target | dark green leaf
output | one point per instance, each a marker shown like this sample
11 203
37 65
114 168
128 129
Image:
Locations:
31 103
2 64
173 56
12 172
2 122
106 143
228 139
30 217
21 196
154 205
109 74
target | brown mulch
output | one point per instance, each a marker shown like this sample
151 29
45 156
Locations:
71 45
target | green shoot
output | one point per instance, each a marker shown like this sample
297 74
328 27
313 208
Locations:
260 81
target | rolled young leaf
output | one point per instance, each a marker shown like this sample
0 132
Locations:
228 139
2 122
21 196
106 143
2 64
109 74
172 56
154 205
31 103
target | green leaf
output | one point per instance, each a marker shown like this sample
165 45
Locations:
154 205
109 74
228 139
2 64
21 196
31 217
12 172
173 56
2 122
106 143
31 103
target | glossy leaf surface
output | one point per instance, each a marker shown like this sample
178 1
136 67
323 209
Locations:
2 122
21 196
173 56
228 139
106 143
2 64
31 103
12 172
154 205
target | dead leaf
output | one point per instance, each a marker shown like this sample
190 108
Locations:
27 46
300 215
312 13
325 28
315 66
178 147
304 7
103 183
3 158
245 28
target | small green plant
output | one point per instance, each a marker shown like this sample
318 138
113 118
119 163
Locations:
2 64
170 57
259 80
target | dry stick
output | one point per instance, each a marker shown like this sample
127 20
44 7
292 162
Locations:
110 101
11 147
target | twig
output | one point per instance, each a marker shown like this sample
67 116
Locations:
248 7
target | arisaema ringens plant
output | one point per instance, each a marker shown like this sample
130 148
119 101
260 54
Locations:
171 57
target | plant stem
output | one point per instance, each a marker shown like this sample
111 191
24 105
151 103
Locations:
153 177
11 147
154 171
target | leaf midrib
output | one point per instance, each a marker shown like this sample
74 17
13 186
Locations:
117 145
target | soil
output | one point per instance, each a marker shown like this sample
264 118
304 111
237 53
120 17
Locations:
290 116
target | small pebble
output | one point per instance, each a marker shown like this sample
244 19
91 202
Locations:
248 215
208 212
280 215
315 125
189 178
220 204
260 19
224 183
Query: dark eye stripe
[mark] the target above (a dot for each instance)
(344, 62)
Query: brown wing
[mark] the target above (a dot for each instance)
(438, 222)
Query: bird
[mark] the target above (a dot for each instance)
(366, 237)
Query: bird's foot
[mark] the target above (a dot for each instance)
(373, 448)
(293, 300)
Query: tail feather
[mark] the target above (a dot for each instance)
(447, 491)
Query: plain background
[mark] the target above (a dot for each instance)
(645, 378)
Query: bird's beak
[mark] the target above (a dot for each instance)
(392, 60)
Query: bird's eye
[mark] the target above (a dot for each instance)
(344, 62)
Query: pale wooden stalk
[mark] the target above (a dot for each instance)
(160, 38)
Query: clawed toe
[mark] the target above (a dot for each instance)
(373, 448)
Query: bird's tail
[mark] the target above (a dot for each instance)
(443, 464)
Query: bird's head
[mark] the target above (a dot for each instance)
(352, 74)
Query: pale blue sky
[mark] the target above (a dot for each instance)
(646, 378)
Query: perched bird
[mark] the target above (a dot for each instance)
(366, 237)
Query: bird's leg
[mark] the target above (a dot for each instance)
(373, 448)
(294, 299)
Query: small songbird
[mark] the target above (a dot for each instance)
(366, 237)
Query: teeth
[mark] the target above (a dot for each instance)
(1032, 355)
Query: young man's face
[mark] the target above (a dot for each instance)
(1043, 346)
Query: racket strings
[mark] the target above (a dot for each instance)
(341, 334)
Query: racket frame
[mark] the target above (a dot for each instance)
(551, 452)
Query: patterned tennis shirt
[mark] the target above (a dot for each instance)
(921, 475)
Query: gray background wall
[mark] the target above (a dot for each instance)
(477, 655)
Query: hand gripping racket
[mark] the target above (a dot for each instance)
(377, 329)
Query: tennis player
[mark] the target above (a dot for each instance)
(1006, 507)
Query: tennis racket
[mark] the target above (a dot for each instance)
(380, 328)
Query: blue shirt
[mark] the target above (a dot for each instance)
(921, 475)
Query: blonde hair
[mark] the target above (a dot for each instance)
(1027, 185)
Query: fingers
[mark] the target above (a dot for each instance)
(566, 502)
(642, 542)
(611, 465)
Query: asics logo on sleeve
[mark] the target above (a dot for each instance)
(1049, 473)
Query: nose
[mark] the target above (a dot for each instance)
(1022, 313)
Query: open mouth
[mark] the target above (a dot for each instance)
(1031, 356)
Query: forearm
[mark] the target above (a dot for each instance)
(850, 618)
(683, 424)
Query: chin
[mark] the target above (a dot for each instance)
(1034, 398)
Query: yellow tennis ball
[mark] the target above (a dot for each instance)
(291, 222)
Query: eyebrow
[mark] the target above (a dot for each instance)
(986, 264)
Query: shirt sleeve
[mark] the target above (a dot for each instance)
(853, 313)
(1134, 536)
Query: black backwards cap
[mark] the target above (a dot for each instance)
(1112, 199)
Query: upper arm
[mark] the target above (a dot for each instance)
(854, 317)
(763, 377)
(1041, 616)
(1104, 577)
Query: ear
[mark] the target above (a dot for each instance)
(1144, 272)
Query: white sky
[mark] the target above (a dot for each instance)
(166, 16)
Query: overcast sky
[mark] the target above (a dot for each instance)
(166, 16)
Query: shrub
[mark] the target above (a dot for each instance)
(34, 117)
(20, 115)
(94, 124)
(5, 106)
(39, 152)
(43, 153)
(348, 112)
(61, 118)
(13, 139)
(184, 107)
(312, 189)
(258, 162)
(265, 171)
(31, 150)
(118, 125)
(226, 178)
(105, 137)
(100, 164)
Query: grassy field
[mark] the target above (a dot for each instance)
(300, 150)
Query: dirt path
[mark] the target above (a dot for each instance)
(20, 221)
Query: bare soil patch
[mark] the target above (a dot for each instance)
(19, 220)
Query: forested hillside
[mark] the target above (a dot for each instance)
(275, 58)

Exercise: Retype all of the records above line for line, without changing a single character.

Response to the exercise:
target | dark green leaf
output | one point per instance, each a marker shown like this sample
11 203
37 65
114 168
128 129
Image:
Locations:
31 103
2 64
173 56
12 172
2 122
106 143
228 139
30 217
21 196
154 205
109 74
target | brown mulch
output | one point per instance, each a marker shown like this sample
151 29
45 156
Locations:
71 45
target | green shoot
output | one point per instance, each a marker shown like this sample
297 74
328 27
313 208
Locations:
260 81
target | rolled young leaf
output | one point per instance, each a marker shown like this sample
0 132
Locations:
228 139
2 122
21 196
106 143
2 64
109 74
172 56
154 205
31 103
target | green leaf
output | one point per instance, each a marker shown like this sample
165 45
Locations:
154 205
109 74
228 139
2 64
21 196
31 217
12 172
173 56
2 122
106 143
31 103
target | glossy leaf surface
output | one point per instance, each a marker shown like this sample
178 1
136 67
323 209
Locations:
2 122
21 196
173 56
228 139
106 143
2 64
31 103
12 172
154 205
target | dead leaf
output | one point per instance, each a marker shown like this sample
190 108
Locations:
27 46
300 215
312 13
325 28
315 66
178 147
304 7
103 183
3 158
245 28
target | small green plant
output | one point per instance, each a marker shown like this sample
318 138
113 118
119 163
Locations:
2 64
170 57
259 80
target | dry stick
output | one point per instance, each a marker shown like this sample
127 20
44 7
292 162
Locations:
110 101
11 147
target | twig
output | one point per instance, each a marker shown like this sample
67 116
Locations:
248 7
target | arisaema ringens plant
output | one point per instance, each a marker shown like this sample
130 148
119 101
260 54
Locations:
171 57
target | plant stem
output | one point per instance, each a marker shown like this sample
111 191
24 105
151 103
Locations:
153 177
11 147
154 171
target | leaf midrib
output | one point per instance, each a marker shown like this sample
74 17
13 186
Locations:
117 145
target | soil
output | one point per instance, each a marker shown like this sample
264 118
304 111
237 53
120 17
Locations:
290 116
target | small pebble
output | one point per instance, each a marker shown like this sample
244 19
91 202
Locations:
248 215
208 212
280 215
315 125
189 178
220 204
260 19
224 183
Query: dark eye stripe
[mark] the target above (a dot for each instance)
(344, 62)
Query: brown wing
[mark] the target above (a dot for each instance)
(438, 222)
Query: bird
[mark] the target above (a dot for each instance)
(366, 237)
Query: bird's foot
[mark] the target above (a dot for each instance)
(373, 448)
(293, 300)
Query: tail feather
[mark] the target above (a dot for each instance)
(447, 491)
Query: plain background
[mark] the target above (a dot for each instance)
(645, 378)
Query: bird's beak
[mark] the target above (a dot for each instance)
(392, 60)
Query: bird's eye
[mark] the target above (a dot for each instance)
(344, 62)
Query: pale wooden stalk
[mark] the target above (a dot for each instance)
(160, 38)
Query: clawed toe
[mark] the target above (a dot for each instance)
(373, 448)
Query: bird's tail
[mark] the target above (a dot for each instance)
(443, 464)
Query: bird's head
[mark] the target above (a dot for each instance)
(352, 74)
Query: pale blue sky
[mark] the target above (a dot for each instance)
(646, 378)
Query: perched bird
[mark] the target above (a dot for each instance)
(366, 237)
Query: bird's leg
[mark] the target above (a dot for each instance)
(373, 448)
(294, 299)
Query: small songbird
[mark] the target above (a dot for each instance)
(366, 237)
Query: teeth
[mark] the target above (a dot for each instance)
(1032, 355)
Query: young man's face
[mark] the target above (a dot for each instance)
(1043, 346)
Query: racket strings
[mark] the target above (a dot for each instance)
(341, 334)
Query: racket frame
[mark] the target above (a dot for each instance)
(551, 452)
Query: patterned tennis shirt
[mark] the target above (a dot for each instance)
(921, 475)
Query: gray background wall
[mark] the target above (a dot for each instance)
(477, 655)
Query: hand gripping racket
[mark] the target above (a dot for each instance)
(377, 329)
Query: tennis player
[mark] the target above (a dot for each instance)
(1006, 507)
Query: tennis racket
[mark] the target above (a dot for each instance)
(380, 328)
Query: blue shirt
[mark] the target above (a dot for each instance)
(921, 475)
Query: blonde hair
[mark] the target above (a dot for each instance)
(1027, 185)
Query: fingers
[mark] the target above (a dot for each instance)
(566, 502)
(642, 542)
(611, 465)
Query: asics logo on sleeve
[mark] the target above (a dot for each instance)
(1049, 473)
Query: nose
[mark] the target above (a dot for each instance)
(1022, 313)
Query: open mouth
[mark] the target above (a dot for each instance)
(1031, 356)
Query: forearm
[mark] the target above (a dot for each instance)
(850, 618)
(683, 424)
Query: chin
[mark] the target above (a dot for each instance)
(1034, 398)
Query: yellow tennis ball
[mark] the target above (a dot for each instance)
(291, 222)
Query: eyebrow
[mark] the target above (a dot for each instance)
(986, 264)
Query: shirt sleeve
[mark] the target above (a dot for each instance)
(853, 313)
(1134, 536)
Query: black backwards cap
[mark] the target above (a dot for each instance)
(1112, 199)
Query: upper arm
[mark] the target above (a dot for each instance)
(854, 317)
(763, 377)
(1041, 616)
(1104, 577)
Query: ear
[mark] the target above (a dot for each instance)
(1144, 272)
Query: white sky
[mark] the target above (a dot for each instance)
(166, 16)
Query: overcast sky
[mark] the target above (a dot for each instance)
(166, 16)
Query: shrub
[mark] the target above (a dot for each instance)
(34, 117)
(20, 115)
(94, 124)
(5, 106)
(39, 152)
(43, 153)
(348, 112)
(61, 118)
(13, 139)
(184, 107)
(312, 189)
(258, 162)
(265, 171)
(31, 150)
(118, 125)
(226, 178)
(105, 137)
(100, 164)
Query: grassy field
[mark] the target above (a dot for each instance)
(300, 150)
Query: dirt path
[mark] the target above (a dot for each instance)
(20, 221)
Query: bare soil patch
[mark] the target above (a dot for each instance)
(19, 220)
Query: forested hillside
[mark] the target above (a dot for each instance)
(275, 58)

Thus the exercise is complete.